┌─ Estratto del testo

Per la Difesa non c'è alcun problema politico ma secondo Giulio Marcon (Sel)
la decisione è il riflesso di "difficoltà e incertezze anche da parte del
ministero". I 5 Stelle: "Devono essersi accorti che non è molto popolare gettare
dalla finestra 13 miliardi di euro"
di Sara Nicoli e Enrico Piovesana
Lockheed
Martin e Alenia Aermacchi hanno rinviato “a data da destinarsi” la cerimonia di
inaugurazione dell’impianto di assemblaggio dell’F-35 di Cameri, Novara, che
avrebbe dovuto avere luogo giovedì 18 luglio. Nessun problema tecnico o politico
secondo la Difesa: “Solo alcune difficoltà di cerimoniale legato alla presenza
di tutti gli invitati”, spiega il tenente colonnello Antonio Zuliani, portavoce
del Segretariato generale della Difesa-Direzione nazionale armamenti.
“L’assemblaggio del primo velivolo inizierà il 18 come programmato”.
Per Giulio Marcon di Sel, questo rinvio è invece “significativo”, riflesso di
“difficoltà e incertezze anche da parte del ministero della Difesa” e “problemi
di realizzazione di questa fase operativa che ha già avuto diversi problemi nei
mesi passati”. Persino più duri i 5 Stelle: “La decisione di cancellare la
cerimonia inaugurale dello stabilimento di Cameri è un capolavoro di ipocrisia;
devono essersi accorti che non è molto popolare gettare dalla finestra 13
miliardi di euro nello stesso momento in cui si tagliano i fondi per la scuola,
il trasporto pubblico e non si trovano i soldi per la cassa integrazione. Questa
classe politica non ha il coraggio politico di fermare l’acquisto degli F35 e
pensa di mettersi al riparo dalle critiche e dalle contestazioni cancellando la
cerimonia di avvio della produzione. Questa infatti non si ferma, al contrario
continua mentre i problemi degli italiani restano senza risposte”.

└─

Compito assegnato a
Aggiorni l'elenco riscrivendo soltanto le righe che vanno da quella contenente "If you could tag every instance of the small" fino a quella contenente "point(299, 205)", entrambe incluse. In esse sostituisca "sample" con "example" e lasci invariato tutto il resto.
L'articolo e l'elenco provengono da fonti distinte.

┌─ Dati forniti

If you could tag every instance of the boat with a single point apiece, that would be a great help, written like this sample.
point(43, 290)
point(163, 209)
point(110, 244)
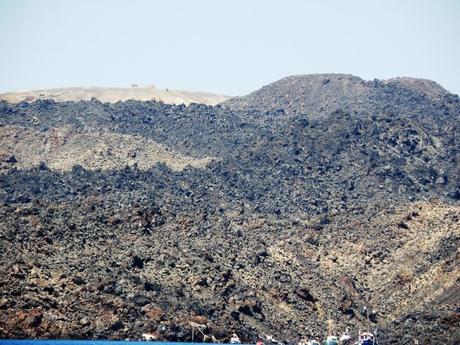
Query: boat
point(366, 338)
point(235, 339)
point(331, 340)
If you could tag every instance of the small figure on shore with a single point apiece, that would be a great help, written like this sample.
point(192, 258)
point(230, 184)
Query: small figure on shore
point(235, 339)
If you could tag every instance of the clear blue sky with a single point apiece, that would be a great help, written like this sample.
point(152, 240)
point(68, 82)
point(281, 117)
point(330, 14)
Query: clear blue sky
point(231, 47)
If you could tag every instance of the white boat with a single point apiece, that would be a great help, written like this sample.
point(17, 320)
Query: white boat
point(331, 340)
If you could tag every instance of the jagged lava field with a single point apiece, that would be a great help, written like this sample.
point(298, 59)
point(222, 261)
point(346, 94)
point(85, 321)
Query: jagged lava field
point(299, 205)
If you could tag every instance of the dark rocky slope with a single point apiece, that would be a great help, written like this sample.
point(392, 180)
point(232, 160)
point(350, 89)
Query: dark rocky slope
point(309, 212)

└─

Compito assegnato b
Trascriva senza modifiche il passo dell'articolo sul rinvio della cerimonia di Cameri, da "di Sara Nicoli" fino a "Difesa-Direzione nazionale armamenti.".

Soluzione scritta a
If you could tag every instance of the small figure on shore with a single point apiece, that would be a great help, written like this example.
point(192, 258)
point(230, 184)
Query: small figure on shore
point(235, 339)
If you could tag every instance of the clear blue sky with a single point apiece, that would be a great help, written like this example.
point(152, 240)
point(68, 82)
point(281, 117)
point(330, 14)
Query: clear blue sky
point(231, 47)
If you could tag every instance of the white boat with a single point apiece, that would be a great help, written like this example.
point(17, 320)
Query: white boat
point(331, 340)
If you could tag every instance of the jagged lava field with a single point apiece, that would be a great help, written like this example.
point(298, 59)
point(222, 261)
point(346, 94)
point(85, 321)
Query: jagged lava field
point(299, 205)

Soluzione scritta b
di Sara Nicoli e Enrico Piovesana
Lockheed
Martin e Alenia Aermacchi hanno rinviato “a data da destinarsi” la cerimonia di
inaugurazione dell’impianto di assemblaggio dell’F-35 di Cameri, Novara, che
avrebbe dovuto avere luogo giovedì 18 luglio. Nessun problema tecnico o politico
secondo la Difesa: “Solo alcune difficoltà di cerimoniale legato alla presenza
di tutti gli invitati”, spiega il tenente colonnello Antonio Zuliani, portavoce
del Segretariato generale della Difesa-Direzione nazionale armamenti.